[Referring expression data]

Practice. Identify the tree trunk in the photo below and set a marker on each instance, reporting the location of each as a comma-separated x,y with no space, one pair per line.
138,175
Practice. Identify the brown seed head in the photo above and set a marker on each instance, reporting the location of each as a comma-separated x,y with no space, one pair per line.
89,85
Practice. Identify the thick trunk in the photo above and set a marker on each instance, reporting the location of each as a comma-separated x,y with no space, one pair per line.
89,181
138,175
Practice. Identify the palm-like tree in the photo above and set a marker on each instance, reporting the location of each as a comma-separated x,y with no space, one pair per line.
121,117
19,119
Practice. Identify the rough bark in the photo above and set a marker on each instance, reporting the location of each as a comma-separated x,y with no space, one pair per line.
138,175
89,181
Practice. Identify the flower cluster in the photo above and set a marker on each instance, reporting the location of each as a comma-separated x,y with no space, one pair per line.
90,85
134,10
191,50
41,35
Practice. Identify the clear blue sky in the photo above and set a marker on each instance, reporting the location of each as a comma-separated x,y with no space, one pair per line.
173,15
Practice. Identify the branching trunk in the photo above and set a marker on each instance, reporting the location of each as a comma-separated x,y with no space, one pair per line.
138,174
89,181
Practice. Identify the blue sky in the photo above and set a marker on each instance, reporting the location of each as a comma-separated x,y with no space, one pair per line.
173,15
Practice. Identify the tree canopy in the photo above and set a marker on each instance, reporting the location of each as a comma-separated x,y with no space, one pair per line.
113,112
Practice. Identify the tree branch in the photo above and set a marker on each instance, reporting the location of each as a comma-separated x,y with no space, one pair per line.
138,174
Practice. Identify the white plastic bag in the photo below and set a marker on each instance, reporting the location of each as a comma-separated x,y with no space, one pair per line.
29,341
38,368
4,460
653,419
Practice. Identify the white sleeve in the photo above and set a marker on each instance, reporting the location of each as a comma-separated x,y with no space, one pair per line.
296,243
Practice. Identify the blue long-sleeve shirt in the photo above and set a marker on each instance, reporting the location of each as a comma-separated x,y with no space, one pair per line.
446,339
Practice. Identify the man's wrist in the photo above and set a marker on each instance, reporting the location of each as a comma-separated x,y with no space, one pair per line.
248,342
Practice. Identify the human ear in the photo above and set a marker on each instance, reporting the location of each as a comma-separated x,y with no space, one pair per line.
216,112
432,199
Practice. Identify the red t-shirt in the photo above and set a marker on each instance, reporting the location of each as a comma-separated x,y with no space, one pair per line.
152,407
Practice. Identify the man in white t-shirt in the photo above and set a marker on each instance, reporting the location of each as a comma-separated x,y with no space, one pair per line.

• [About this task]
With nothing left out, return each entry exactly.

• [Answer section]
Practice. Identify the tree trunk in the photo below and set a marker on each instance, reporting the location of each as a comma-separated x,y with no space, one pair per line.
138,175
Practice. Identify the brown seed head in the photo above and set a marker on each instance, reporting the location of each as a comma-separated x,y with no space, one pair per line.
89,85
Practice. Identify the thick trunk in the photo above and set a marker on each instance, reporting the location of each as a comma-separated x,y with no space, one pair per line.
89,181
138,175
Practice. Identify the palm-like tree in the photo above and set a marker on each instance, reporting the location of each as a comma-separated x,y with no space, one pair per line.
121,117
19,119
Practice. Identify the rough bark in the photo above and set a marker on each instance, reporting the location of each as a comma-separated x,y with no space, one pair per line.
138,175
89,181
Practice. Identify the flower cluster in the photo above and set a marker on each instance, reporting the location of each as a comma-separated x,y with no space, one pair per line.
90,85
134,10
191,50
41,35
Practice. Identify the clear blue sky in the photo above and set a marker on each instance, reporting the location of each as a comma-separated x,y with no space, one pair per line.
173,15
Practice. Identify the branching trunk in the photo above and set a marker on each instance, reporting the location of each as a comma-separated x,y with no space, one pair per line.
138,174
89,181
Practice. Identify the blue sky in the photo above and set a marker on each instance, reporting the location of each as a comma-separated x,y with no space, one pair per line.
173,15
Practice. Identify the tree canopy in the photo above and set a marker on each instance, reporting the location of each as a comma-separated x,y with no space, one pair per line.
113,112
Practice. Identify the tree branch in the photo above and set a marker on each instance, reporting the location of each as a comma-separated x,y with no space, one pair per line.
138,174
Practice. Identify the white plastic bag in the photo below and set a marker on each instance, reporting the location of each as a comma-separated x,y with no space, one pair per line.
29,341
38,368
4,460
653,419
Practice. Identify the white sleeve in the photo above and set a marker on each instance, reporting the location of each as a comma-separated x,y with no space, one pair per line.
296,243
Practice. Identify the blue long-sleeve shirt in the photo above and set a marker on each instance, reporting the location of each as a comma-separated x,y with no space, one pair per line.
446,339
Practice. Identify the man's wrist in the photo above and set a marker on each instance, reporting the location of each as a comma-separated x,y with no space, one pair per line.
248,342
Practice. Identify the human ear in the photo above and set a marker on each instance, reporting the location of each as a comma-separated x,y with no space, one pair per line.
216,112
432,199
Practice. Identify the red t-shirt in the photo above and set a marker on each instance, reporting the location of each as a comma-separated x,y with no space, one pair per line.
152,407
Practice. Identify the man in white t-shirt in the photo above and set a marker on each instance, reporting the location of each as a comma-separated x,y with no space, one pair per line.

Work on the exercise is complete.